__Stated task__. Will you print the material below without altering a single character?

__Dataset excerpts__.
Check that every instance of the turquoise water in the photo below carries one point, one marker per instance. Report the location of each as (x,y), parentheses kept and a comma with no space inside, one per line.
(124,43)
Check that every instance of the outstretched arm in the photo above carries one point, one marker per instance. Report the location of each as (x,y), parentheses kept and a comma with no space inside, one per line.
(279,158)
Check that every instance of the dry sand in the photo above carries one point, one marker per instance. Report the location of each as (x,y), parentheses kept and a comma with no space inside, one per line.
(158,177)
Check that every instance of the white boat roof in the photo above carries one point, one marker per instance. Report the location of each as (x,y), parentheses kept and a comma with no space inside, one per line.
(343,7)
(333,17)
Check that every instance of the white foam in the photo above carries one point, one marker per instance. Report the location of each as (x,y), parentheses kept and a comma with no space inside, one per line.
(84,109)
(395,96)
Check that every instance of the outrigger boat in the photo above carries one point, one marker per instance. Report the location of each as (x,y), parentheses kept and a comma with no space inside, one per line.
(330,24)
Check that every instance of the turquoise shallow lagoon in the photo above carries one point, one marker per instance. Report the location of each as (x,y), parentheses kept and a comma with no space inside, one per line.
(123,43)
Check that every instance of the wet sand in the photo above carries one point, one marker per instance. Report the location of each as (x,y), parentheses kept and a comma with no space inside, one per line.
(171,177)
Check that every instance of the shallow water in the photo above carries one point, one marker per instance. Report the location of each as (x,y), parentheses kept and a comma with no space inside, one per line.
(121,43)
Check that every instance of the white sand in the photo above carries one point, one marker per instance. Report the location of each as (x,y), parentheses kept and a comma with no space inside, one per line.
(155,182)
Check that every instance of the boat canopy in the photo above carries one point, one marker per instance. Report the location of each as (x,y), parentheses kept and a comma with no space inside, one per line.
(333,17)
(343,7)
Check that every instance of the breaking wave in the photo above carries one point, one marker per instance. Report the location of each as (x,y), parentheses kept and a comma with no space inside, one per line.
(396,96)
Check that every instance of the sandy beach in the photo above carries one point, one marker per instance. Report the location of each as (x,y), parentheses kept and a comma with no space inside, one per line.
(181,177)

__Result below__.
Check that every instance of the turquoise water in the photo below carries one point, one marker per instance. Report the location of each as (x,y), parentheses kept and a comma with no space inside, one per line.
(124,43)
Check that every instance of the outstretched arm in the photo above carries one point, one marker per instance. Report the location of each as (x,y), parentheses kept and a comma with no space inside, one per line.
(279,158)
Check that every instance of the dry sand in the photo above carries one point, one marker per instance. Report the location of each as (x,y), parentheses kept and a comma with no space inside, one per line.
(158,177)
Check that every instance of the white boat roof in the photo above carries one point, one marker per instance. Report the location of each as (x,y), parentheses kept and a comma with no space inside, one per line.
(343,7)
(333,17)
Check that every instance of the white foam in the photo above carries one point, one marker per instance. Report the location of each as (x,y), parentheses kept and a comma with no space inside, one per line.
(84,109)
(395,96)
Check that every instance of the outrigger boat in the photo above carries one point, one marker per instance. Report the location of each as (x,y), parentheses kept and a comma with no space inside, one per line.
(330,24)
Check that every instance of the turquoise shallow lagoon in the photo above carries one point, one marker per instance. Report the location of each as (x,y), parentheses kept and a comma with no space inside, one per line.
(123,43)
Check that every instance of the wet sand in the photo above carries one point, one marker per instance. Report the location of each as (x,y), parentheses kept and a comma with no space inside, one per line.
(171,177)
Check that every instance of the shallow water in the photo above carries one point, one marker per instance. Report the location of each as (x,y), parentheses kept and a comma with no space inside, one per line.
(121,43)
Check that every instance of the white sand in the photo above carries one point, one marker per instance. Report the location of each as (x,y), parentheses kept and a comma with no space inside, one per line.
(155,182)
Check that every instance of the boat canopy in the photo above carries one point, one marker per instance. Report the location of each as (x,y), parentheses kept and a comma with no space inside, one per line.
(333,17)
(343,7)
Check that every instance of the breaking wave in the photo above carries one point, one marker per instance. Report the location of each as (x,y), parentheses kept and a comma with no space inside, one per line.
(396,96)
Check that every instance of the sandy beach in the photo above carries one point, one marker per instance. Report the location of each as (x,y), parentheses kept and a comma with no space inside, one per line.
(181,177)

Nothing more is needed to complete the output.